# [Task description]
Output each record exactly. Leave none out.

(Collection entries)

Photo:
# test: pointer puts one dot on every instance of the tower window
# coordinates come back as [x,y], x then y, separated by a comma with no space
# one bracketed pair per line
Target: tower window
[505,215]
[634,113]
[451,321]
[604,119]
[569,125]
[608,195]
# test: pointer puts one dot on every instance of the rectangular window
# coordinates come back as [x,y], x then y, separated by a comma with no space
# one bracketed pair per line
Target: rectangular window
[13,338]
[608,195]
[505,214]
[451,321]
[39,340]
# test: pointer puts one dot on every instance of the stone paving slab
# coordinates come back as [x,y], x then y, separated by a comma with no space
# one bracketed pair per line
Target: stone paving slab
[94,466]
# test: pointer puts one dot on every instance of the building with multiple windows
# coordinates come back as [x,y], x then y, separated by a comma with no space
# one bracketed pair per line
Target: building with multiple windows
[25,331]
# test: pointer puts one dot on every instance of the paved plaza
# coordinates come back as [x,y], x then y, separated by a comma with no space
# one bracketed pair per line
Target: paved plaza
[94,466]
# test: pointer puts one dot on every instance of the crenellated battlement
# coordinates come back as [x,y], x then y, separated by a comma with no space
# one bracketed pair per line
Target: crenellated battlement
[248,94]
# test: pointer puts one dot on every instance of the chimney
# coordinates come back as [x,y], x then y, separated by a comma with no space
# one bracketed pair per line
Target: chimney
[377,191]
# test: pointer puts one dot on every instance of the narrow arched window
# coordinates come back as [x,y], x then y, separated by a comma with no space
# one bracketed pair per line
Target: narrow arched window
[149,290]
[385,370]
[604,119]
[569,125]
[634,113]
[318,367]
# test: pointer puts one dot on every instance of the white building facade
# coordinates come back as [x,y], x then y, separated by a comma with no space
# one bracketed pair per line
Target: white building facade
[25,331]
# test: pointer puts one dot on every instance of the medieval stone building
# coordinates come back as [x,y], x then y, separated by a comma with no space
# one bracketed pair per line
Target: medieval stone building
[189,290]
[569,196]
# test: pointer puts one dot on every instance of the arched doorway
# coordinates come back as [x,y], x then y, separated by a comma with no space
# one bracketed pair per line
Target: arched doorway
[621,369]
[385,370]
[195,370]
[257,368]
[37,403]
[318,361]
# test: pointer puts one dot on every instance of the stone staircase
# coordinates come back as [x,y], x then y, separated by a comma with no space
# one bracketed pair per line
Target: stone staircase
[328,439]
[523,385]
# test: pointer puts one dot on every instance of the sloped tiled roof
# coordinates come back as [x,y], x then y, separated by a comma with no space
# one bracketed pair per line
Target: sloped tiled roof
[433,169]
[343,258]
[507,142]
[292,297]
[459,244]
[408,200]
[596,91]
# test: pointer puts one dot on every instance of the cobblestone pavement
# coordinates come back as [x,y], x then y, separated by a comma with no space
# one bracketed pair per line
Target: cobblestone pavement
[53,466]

# [Output for this task]
Photo:
# test: pointer puts one dot on every instance of the tower window
# coordinates come back as [x,y], x then y, separated by a comma with no space
# one bracketed pair per line
Target: tower window
[505,215]
[634,113]
[451,321]
[604,119]
[569,125]
[608,195]
# test: pointer puts one dot on every instance of the rectangular window
# coordinates come back as [x,y], x then y, separated by a comma with no space
# one bracketed pair per line
Target: rectangular window
[13,338]
[608,195]
[505,214]
[451,321]
[39,340]
# test: pointer puts one dot on every instance of the stone paving slab
# coordinates come back as [x,y], x then y, separated by a comma with no space
# one bracketed pair per line
Target: stone paving slab
[94,466]
# test: pointer puts one dot on every instance of the building with multiple windows
# coordinates come back as [x,y], x then y, separated by a comma with no space
# one bracketed pair per line
Target: building with multiple windows
[25,331]
# test: pointer puts one dot on every instance of the paved plaza
# coordinates come back as [x,y], x then y, separated by a comma with no space
# one bracketed pair per line
Target: paved plaza
[94,466]
# test: pointer puts one dot on every instance of the crenellated battlement
# coordinates come back as [x,y], x then y, separated by a comma with no space
# one bracketed pair per line
Target: crenellated battlement
[248,94]
# test: pointer puts one dot on every instance of the chimney
# coordinates come back as [x,y], x then y, separated by a comma with no space
# one bracketed pair per line
Target: chimney
[377,191]
# test: pointer puts one dot on every instance of the narrow arched window
# coordinates come back as [x,y], x then y, separated by a comma with no space
# one bracketed pair per line
Target: narrow arched window
[149,290]
[385,370]
[604,119]
[569,125]
[634,113]
[318,367]
# test: pointer puts one dot on every instance of the white building facade
# coordinates come back as [x,y], x then y, separated by a comma with no space
# one bracketed pair per line
Target: white building facade
[25,331]
# test: pointer puts one dot on every instance of the medieval stone building
# coordinates come back as [x,y], x then y, separated by a comma with no space
# one bracketed pair per line
Target: medieval stone building
[189,290]
[569,196]
# test: pointer puts one dot on every instance of the arched doorway
# coordinates come back as [x,y], x then y, separated by a comma with no space
# one bracketed pair per line
Target: arched doorway
[621,369]
[385,370]
[195,370]
[257,368]
[37,403]
[318,361]
# test: pointer puts one dot on every instance of the stone staircase
# coordinates come back as [x,y], x then y, separated by a comma with no space
# one bracketed pair per line
Target: stone staircase
[328,439]
[523,385]
# test: pointer puts one dot on every instance of the sloped tiled roof
# coordinates come back as [x,y], x then y, separated by a comma with no space
# one bracketed pair per line
Target: sloped tiled roof
[433,169]
[343,258]
[507,142]
[292,297]
[459,244]
[408,200]
[596,91]
# test: pointer puts one dot on every instance of the cobblestone pavement
# coordinates come back as [x,y], x then y, separated by a comma with no space
# one bracketed pair per line
Target: cobblestone pavement
[53,466]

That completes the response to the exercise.